[Items from a dataset]
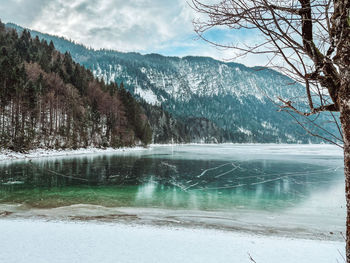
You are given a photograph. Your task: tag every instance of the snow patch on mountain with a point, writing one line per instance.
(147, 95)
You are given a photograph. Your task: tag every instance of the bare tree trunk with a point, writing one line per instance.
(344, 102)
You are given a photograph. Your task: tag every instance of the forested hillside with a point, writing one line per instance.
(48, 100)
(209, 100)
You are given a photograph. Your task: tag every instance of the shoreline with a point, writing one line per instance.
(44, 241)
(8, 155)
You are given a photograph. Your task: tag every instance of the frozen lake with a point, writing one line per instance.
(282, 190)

...

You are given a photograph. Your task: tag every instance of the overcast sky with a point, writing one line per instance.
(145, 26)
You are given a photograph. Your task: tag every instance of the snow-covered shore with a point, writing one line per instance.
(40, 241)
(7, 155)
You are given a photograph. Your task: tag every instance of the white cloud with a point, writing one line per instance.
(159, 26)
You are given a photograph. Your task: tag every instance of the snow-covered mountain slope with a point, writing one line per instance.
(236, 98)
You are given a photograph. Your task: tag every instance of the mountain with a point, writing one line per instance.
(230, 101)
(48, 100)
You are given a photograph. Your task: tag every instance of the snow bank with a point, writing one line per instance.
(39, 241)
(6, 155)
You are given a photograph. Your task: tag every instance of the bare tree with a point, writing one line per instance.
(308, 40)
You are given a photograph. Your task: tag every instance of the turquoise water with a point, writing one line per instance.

*Exercise details*
Copy out each line of the data above, exactly, if it lies between the line holding "of the mountain" and the line holding "of the turquoise", inclusive; copy no other line.

*Solved problem*
You are given a photograph. Your task: tag every instance of the mountain with a point, writing one line per instance.
(230, 101)
(48, 100)
You are given a photograph. Your task: tag every instance of the snow bank with a point, writing one line per instance.
(39, 241)
(6, 155)
You are given a photograph. Your task: tag every instance of the bare tree with a point, writing one line per instance.
(308, 40)
You are given a photograph. Your task: tag every instance of the turquoise water with a point, writing one line per instance.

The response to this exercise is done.